*** Provided text Section Begins ***
The Covid-19 pandemic is expected to have a lingering impact on the consumption of several non-essential goods and services, on which the state governments in India levy State Goods and Services Tax (SGST), which is a key source of their own tax revenues. Icra expects the SGST collections to contract by 30 per cent to Rs. 3.5 trillion in FY2021 from Rs five trillion in FY2020. This is less than half of Icra’s estimate of the aggregate protected revenues of the state governments of Rs 7.7 trillion.
According to the report, GST compensation
cess, which is levied on some specific items including automobiles and coal, for compensating the states’ shortfall in their SGST collections relative to their protected SGST revenues, would halve to Rs 494 billion in FY2021 from Rs one trillion in FY2020. This mainly reflects the expectation of muted demand for discretionary items, including automobiles, in the light of the ongoing Covid-19 crisis.
While the Union government recently increased the net borrowing ceiling of the state governments to five per cent of Gross State Domestic Product (GSDP) in FY2021 from three per cent of GSDP, to address the expected shortfall in their revenues because of the Covid-19 crisis, the increase in unconditional borrowings is limited to 0.5 per cent of GSDP only.
“We estimate the additional unconditional net borrowing of the states for FY2021 at Rs one trillion, which would be adequate to offset only a fourth of the aforementioned gap of Rs. 3.9 trillion between the GST compensation
required and available cess collections. We estimate the conditional borrowing of 1.5 per cent of GSDP permitted to the state governments for FY21 at Rs. 3.0 trillion”, the report by Icra noted.
*** Provided text Section Ends ***
*** Extracted material Section Begins ***
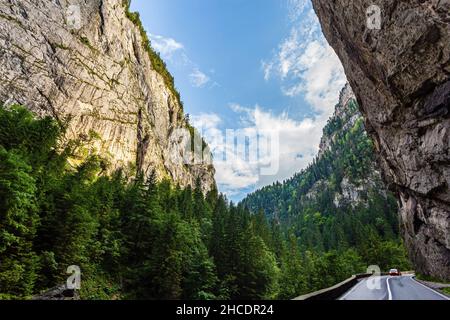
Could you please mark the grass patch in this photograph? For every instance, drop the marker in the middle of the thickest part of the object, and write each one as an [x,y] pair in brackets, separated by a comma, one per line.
[61,46]
[86,42]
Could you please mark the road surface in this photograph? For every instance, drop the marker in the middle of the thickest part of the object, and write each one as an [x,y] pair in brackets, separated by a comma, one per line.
[392,288]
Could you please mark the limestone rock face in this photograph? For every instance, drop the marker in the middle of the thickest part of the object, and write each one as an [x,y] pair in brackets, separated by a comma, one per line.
[401,77]
[95,72]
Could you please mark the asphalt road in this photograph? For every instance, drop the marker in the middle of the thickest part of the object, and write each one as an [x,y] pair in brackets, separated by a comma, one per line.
[392,288]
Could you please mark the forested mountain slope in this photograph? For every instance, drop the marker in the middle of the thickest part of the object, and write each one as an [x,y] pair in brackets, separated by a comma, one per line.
[400,71]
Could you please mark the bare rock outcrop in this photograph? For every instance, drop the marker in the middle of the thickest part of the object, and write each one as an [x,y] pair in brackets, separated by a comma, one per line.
[400,74]
[97,73]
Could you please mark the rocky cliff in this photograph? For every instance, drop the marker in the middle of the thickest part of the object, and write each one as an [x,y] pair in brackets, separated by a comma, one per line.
[344,178]
[89,63]
[400,73]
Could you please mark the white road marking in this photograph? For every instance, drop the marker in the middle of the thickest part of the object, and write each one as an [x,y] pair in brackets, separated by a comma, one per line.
[434,291]
[389,288]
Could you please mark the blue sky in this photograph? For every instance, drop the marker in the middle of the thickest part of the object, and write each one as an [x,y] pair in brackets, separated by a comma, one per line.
[249,65]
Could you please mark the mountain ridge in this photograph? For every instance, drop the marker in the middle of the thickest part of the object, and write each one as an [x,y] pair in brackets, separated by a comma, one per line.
[103,78]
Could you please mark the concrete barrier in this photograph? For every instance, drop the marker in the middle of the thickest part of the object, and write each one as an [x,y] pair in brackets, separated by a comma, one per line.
[335,291]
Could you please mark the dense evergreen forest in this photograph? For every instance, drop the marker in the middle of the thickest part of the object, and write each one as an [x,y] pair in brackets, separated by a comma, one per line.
[137,238]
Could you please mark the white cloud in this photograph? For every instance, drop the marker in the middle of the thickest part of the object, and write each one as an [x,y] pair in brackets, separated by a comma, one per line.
[165,46]
[198,79]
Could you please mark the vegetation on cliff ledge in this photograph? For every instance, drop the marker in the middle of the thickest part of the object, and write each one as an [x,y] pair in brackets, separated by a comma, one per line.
[157,62]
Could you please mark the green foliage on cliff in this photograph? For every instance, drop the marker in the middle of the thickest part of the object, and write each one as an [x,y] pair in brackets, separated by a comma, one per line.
[137,238]
[320,223]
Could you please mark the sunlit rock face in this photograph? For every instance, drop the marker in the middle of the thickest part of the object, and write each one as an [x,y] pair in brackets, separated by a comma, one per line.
[84,61]
[400,74]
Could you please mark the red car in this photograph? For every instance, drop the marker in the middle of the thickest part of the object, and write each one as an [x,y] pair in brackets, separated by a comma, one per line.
[394,272]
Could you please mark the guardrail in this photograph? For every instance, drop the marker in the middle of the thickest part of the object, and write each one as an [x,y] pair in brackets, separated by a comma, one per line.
[335,291]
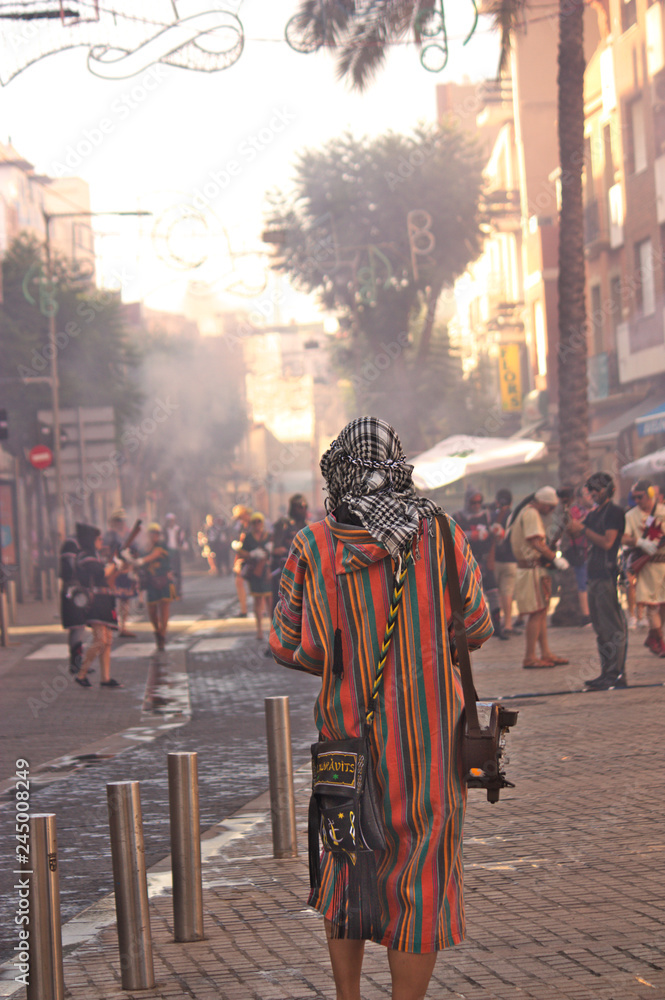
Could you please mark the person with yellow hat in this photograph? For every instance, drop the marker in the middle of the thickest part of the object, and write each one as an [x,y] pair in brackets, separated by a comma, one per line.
*** Extracted material Section Ends ***
Your task |
Transcribe the passage about state GST revenues from "The Covid-19 pandemic" up to and including "Rs 7.7 trillion.". Rely only on the passage about state GST revenues.

Task answer |
The Covid-19 pandemic is expected to have a lingering impact on the consumption of several non-essential goods and services, on which the state governments in India levy State Goods and Services Tax (SGST), which is a key source of their own tax revenues. Icra expects the SGST collections to contract by 30 per cent to Rs. 3.5 trillion in FY2021 from Rs five trillion in FY2020. This is less than half of Icra’s estimate of the aggregate protected revenues of the state governments of Rs 7.7 trillion.